## Your task
Output the text on creating annotation stores with the AWS CLI exactly as it appears, in full.

## Excerpt to read
=== Begin Enclosure ===

The following example creates an annotation store for a bed file. A bed file is a simple tab delimited file. In this example, the columns are chromosome, start, end, and region name. The coordinates are zero-based, and the data does not have a header.

aws omics create-annotation-store \ --name cexbed --store-format TSV \ --reference=referenceArn=arn:aws:omics:us-west-2:555555555555:referenceStore/6505293348/reference/2310864158 \ --store-options=tsvStoreOptions='{ annotationType=CHR_START_END_ZERO_BASE, formatToHeader={CHR=chromosome, START=start, END=end}, schema=[{chromosome=STRING}, {start=LONG}, {end=LONG}, {name=STRING}]}'

You can then import the bed file into the annotation store by using the following the CLI command.

aws omics start-annotation-import-job \ --role-arn arn:aws:iam::555555555555:role/demoRole \ --items=source=s3://amzn-s3-demo-bucket/TruSeq_Exome_TargetedRegions_v1.2.bed \ --destination-name cexbed \ --format-options=tsvOptions='{readOptions={sep="\t",header=false,comment="#"}}'

The following example creates an annotation store for a tab delimited file that contains the first few columns of a VCF file, followed by columns with annotation information. It contains genome positions with information on the chromosome, start, reference and alternate alleles, and it contains a header.

=== End Enclosure ===

## Exercise data
=== Begin Enclosure ===

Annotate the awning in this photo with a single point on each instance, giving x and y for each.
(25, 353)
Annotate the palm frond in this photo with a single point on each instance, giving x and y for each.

=== End Enclosure ===

## Written answer
The following example creates an annotation store for a bed file. A bed file is a simple tab delimited file. In this example, the columns are chromosome, start, end, and region name. The coordinates are zero-based, and the data does not have a header.

aws omics create-annotation-store \ --name cexbed --store-format TSV \ --reference=referenceArn=arn:aws:omics:us-west-2:555555555555:referenceStore/6505293348/reference/2310864158 \ --store-options=tsvStoreOptions='{ annotationType=CHR_START_END_ZERO_BASE, formatToHeader={CHR=chromosome, START=start, END=end}, schema=[{chromosome=STRING}, {start=LONG}, {end=LONG}, {name=STRING}]}'

You can then import the bed file into the annotation store by using the following the CLI command.

aws omics start-annotation-import-job \ --role-arn arn:aws:iam::555555555555:role/demoRole \ --items=source=s3://amzn-s3-demo-bucket/TruSeq_Exome_TargetedRegions_v1.2.bed \ --destination-name cexbed \ --format-options=tsvOptions='{readOptions={sep="\t",header=false,comment="#"}}'

The following example creates an annotation store for a tab delimited file that contains the first few columns of a VCF file, followed by columns with annotation information. It contains genome positions with information on the chromosome, start, reference and alternate alleles, and it contains a header.